▸ 할 일: 아래 기록에서 단어 "metal"가 들어 있는 줄을 모두 찾아 한 줄도 빠짐없이 옮겨 적어 줄 수 있나요?
--
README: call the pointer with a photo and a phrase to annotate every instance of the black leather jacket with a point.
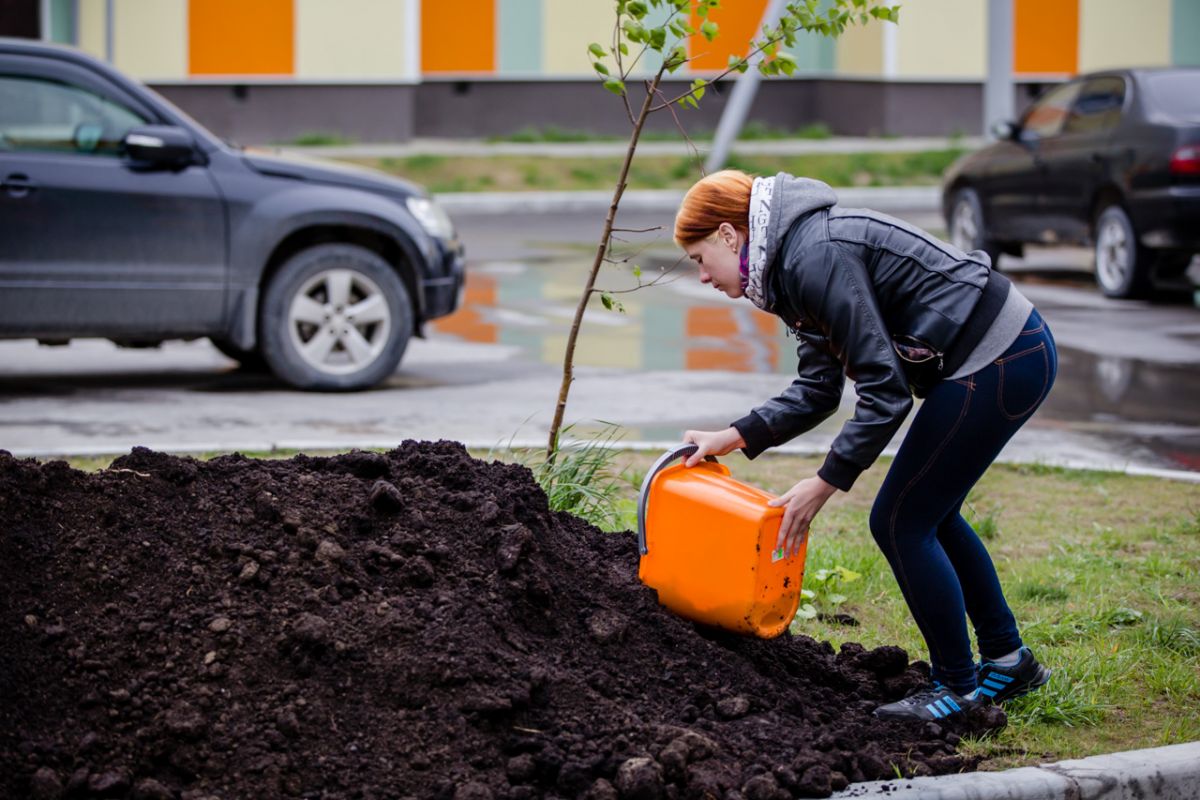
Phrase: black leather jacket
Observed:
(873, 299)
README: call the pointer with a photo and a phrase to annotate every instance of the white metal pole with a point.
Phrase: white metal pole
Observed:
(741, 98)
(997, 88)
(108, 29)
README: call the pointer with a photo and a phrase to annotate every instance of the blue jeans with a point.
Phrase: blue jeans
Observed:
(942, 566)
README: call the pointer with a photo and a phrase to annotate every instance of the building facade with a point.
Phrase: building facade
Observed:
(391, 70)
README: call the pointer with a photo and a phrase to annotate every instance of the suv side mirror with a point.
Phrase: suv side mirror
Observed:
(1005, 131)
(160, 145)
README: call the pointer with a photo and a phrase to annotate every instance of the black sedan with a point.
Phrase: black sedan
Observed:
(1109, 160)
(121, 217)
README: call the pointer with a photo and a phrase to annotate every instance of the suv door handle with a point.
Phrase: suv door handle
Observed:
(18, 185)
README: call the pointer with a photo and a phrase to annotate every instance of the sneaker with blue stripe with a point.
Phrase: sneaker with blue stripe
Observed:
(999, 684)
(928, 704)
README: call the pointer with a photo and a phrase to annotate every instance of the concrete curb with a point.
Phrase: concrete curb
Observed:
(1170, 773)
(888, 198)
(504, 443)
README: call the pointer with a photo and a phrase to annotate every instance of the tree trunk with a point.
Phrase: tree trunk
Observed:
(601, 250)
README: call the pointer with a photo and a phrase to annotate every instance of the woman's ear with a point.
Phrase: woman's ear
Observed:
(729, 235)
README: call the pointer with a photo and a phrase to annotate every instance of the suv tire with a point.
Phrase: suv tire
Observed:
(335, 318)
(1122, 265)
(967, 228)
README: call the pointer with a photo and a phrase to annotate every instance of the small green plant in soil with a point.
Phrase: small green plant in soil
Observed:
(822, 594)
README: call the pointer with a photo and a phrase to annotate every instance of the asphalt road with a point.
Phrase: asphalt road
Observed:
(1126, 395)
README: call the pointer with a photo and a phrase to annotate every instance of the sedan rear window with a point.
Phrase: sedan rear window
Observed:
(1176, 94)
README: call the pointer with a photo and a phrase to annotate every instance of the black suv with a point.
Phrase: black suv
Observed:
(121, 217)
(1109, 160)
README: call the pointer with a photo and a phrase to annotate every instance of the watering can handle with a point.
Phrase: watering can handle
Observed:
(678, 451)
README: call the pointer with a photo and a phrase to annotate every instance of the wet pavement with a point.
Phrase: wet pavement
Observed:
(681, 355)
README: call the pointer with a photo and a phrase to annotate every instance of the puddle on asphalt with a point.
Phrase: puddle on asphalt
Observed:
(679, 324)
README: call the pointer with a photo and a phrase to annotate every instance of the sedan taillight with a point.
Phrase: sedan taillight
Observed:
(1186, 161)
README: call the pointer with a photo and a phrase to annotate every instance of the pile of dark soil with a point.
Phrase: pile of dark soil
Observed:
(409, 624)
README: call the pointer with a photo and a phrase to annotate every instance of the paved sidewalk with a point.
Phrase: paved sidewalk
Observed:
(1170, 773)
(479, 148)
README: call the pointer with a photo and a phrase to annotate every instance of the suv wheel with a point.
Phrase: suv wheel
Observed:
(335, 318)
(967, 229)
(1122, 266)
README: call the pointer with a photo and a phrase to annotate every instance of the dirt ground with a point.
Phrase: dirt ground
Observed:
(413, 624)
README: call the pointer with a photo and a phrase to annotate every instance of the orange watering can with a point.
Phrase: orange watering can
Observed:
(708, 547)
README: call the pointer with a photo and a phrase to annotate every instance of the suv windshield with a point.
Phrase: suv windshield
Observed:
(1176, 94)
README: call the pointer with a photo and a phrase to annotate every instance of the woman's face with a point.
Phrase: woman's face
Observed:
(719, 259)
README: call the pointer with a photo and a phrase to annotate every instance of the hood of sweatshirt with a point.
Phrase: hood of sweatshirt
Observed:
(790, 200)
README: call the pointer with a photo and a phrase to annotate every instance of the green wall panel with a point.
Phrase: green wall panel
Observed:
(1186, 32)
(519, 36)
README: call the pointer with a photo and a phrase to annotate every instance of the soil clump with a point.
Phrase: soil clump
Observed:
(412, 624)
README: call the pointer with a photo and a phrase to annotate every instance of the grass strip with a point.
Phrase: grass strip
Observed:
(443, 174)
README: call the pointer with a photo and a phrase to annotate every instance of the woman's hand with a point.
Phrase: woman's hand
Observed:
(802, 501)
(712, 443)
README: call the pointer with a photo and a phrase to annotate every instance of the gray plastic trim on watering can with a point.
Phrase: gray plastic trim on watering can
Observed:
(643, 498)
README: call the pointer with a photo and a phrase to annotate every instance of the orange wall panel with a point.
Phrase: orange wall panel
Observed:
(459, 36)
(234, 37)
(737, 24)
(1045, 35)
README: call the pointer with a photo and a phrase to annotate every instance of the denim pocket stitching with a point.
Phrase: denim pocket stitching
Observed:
--
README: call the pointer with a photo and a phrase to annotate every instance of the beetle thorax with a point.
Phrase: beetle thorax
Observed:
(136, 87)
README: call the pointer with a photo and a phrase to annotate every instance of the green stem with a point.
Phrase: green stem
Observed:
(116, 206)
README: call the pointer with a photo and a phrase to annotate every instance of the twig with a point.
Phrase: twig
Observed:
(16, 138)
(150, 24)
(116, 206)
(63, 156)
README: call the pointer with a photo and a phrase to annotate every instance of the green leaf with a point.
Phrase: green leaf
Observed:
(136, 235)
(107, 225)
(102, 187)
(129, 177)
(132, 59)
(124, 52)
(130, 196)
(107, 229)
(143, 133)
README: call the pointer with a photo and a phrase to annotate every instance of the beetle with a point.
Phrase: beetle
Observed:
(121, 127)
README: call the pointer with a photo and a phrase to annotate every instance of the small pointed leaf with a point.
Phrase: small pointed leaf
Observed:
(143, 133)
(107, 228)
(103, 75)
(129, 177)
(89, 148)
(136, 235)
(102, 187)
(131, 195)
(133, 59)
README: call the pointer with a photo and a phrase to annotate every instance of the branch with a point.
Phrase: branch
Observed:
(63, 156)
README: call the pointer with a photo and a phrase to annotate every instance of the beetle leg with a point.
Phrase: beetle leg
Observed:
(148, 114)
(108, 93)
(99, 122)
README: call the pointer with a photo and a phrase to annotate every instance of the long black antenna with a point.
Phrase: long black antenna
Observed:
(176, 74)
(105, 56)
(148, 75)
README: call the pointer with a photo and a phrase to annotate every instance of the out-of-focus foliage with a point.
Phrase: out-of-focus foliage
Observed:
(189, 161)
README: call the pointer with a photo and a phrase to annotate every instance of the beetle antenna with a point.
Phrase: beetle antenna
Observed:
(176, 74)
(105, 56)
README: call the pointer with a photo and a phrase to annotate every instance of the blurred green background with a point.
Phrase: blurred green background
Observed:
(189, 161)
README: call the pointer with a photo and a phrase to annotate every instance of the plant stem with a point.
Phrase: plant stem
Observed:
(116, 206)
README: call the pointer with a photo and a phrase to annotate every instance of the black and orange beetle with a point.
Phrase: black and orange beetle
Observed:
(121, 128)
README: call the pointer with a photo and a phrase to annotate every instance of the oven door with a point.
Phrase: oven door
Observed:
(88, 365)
--
▸ 문제 풀이:
README: call the pointer with a photo and a phrase to annotate every instance of the white metal pole with a point.
Phrase: white metal pole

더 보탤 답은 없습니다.